## WHAT THIS TASK INVOLVES
Please copy out all of the material below word for word, without the pictures.

↓↓↓

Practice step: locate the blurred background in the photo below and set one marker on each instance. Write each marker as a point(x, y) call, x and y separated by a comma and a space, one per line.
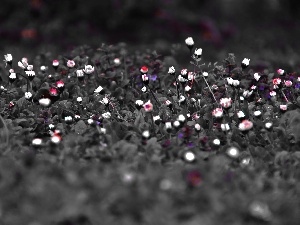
point(264, 30)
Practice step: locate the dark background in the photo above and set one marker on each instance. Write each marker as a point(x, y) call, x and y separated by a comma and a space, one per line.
point(267, 31)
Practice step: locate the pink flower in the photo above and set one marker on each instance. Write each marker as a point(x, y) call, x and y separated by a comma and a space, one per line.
point(217, 112)
point(144, 69)
point(272, 93)
point(276, 81)
point(245, 125)
point(70, 63)
point(280, 71)
point(148, 106)
point(283, 107)
point(225, 102)
point(55, 63)
point(288, 83)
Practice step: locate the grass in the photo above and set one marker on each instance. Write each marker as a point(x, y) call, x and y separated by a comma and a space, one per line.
point(101, 169)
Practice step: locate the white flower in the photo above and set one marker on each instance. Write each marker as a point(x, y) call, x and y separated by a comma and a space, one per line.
point(198, 52)
point(43, 68)
point(139, 102)
point(13, 76)
point(245, 125)
point(28, 95)
point(256, 76)
point(272, 93)
point(216, 141)
point(217, 112)
point(106, 115)
point(229, 80)
point(181, 118)
point(146, 134)
point(191, 76)
point(181, 99)
point(189, 156)
point(240, 114)
point(8, 58)
point(225, 102)
point(105, 101)
point(245, 63)
point(181, 79)
point(88, 69)
point(187, 88)
point(283, 107)
point(225, 127)
point(280, 71)
point(148, 106)
point(235, 83)
point(55, 63)
point(30, 67)
point(45, 102)
point(99, 89)
point(247, 93)
point(68, 118)
point(37, 141)
point(233, 152)
point(184, 72)
point(197, 127)
point(70, 63)
point(56, 138)
point(257, 113)
point(168, 125)
point(30, 73)
point(79, 73)
point(171, 70)
point(268, 125)
point(189, 42)
point(117, 61)
point(144, 89)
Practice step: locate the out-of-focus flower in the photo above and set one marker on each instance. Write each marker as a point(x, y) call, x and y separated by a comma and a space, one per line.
point(245, 63)
point(225, 102)
point(70, 63)
point(256, 76)
point(189, 156)
point(217, 112)
point(88, 69)
point(189, 42)
point(148, 106)
point(245, 125)
point(288, 83)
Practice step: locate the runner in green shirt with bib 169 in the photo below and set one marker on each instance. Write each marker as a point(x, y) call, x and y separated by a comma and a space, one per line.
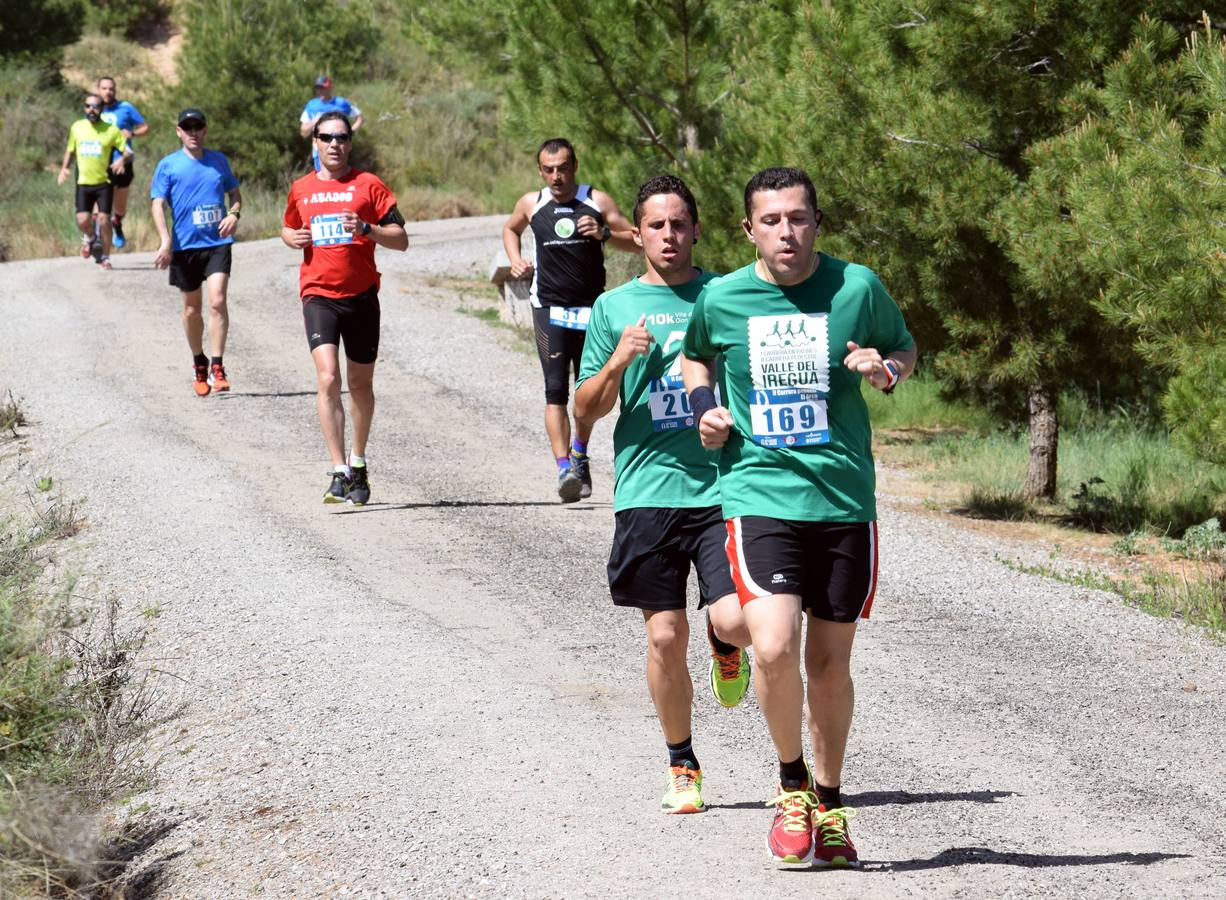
point(666, 497)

↑↑↑

## REPLY TO THE EXERCISE
Practice step: locate the blurred background in the photo below and set one marker on each instance. Write each marker as a point(x, y) call, x and y separated by a comma and a space, one per line.
point(264, 30)
Practice step: locate the dark background in the photo above and set one marker on each instance. Write each marker as a point(x, y) call, x and y separated by a comma and a space, one per line.
point(267, 31)
Practice step: locate the pink flower in the photo above and set one marker on each instance. Write each marker as a point(x, y) call, x and y separated by a comma and a space, one per line.
point(217, 112)
point(144, 69)
point(272, 93)
point(276, 81)
point(245, 125)
point(70, 63)
point(280, 71)
point(148, 106)
point(283, 107)
point(225, 102)
point(55, 63)
point(288, 83)
Practice step: locate the grass in the photo above and set one marker on each instance. Write each marker as a point(x, y) call, x and y separated by a comma and a space, one per line.
point(101, 169)
Practice step: locate the white flower in the photo above and set one marker on each instance. Write each marker as a point(x, y) call, x and y separated by a comma and a space, one per line.
point(198, 52)
point(43, 68)
point(139, 102)
point(13, 76)
point(245, 125)
point(28, 95)
point(256, 76)
point(272, 93)
point(216, 141)
point(217, 112)
point(106, 115)
point(229, 80)
point(181, 118)
point(146, 134)
point(191, 76)
point(181, 99)
point(189, 156)
point(240, 114)
point(8, 58)
point(225, 102)
point(105, 101)
point(245, 63)
point(181, 79)
point(88, 69)
point(187, 88)
point(283, 107)
point(225, 127)
point(280, 71)
point(148, 106)
point(235, 83)
point(55, 63)
point(30, 67)
point(45, 102)
point(99, 89)
point(247, 93)
point(68, 118)
point(37, 141)
point(233, 152)
point(184, 72)
point(197, 127)
point(70, 63)
point(56, 138)
point(257, 113)
point(168, 125)
point(30, 73)
point(79, 73)
point(171, 70)
point(268, 125)
point(189, 42)
point(117, 61)
point(144, 89)
Practice step: locate the out-of-focus flower in the photo above and set one marker on each instance. Write each marker as a point(x, y) call, x and y separated by a comma and a space, one per line.
point(245, 63)
point(225, 102)
point(70, 63)
point(256, 76)
point(189, 156)
point(217, 112)
point(88, 69)
point(189, 42)
point(148, 106)
point(245, 125)
point(288, 83)
Practice step: locate the runner in green shirt with bib 169 in the photo below and set one marker on each instance. Write each marker as a point(x, y) call, x and y separated by a comma and a space, one per line.
point(666, 497)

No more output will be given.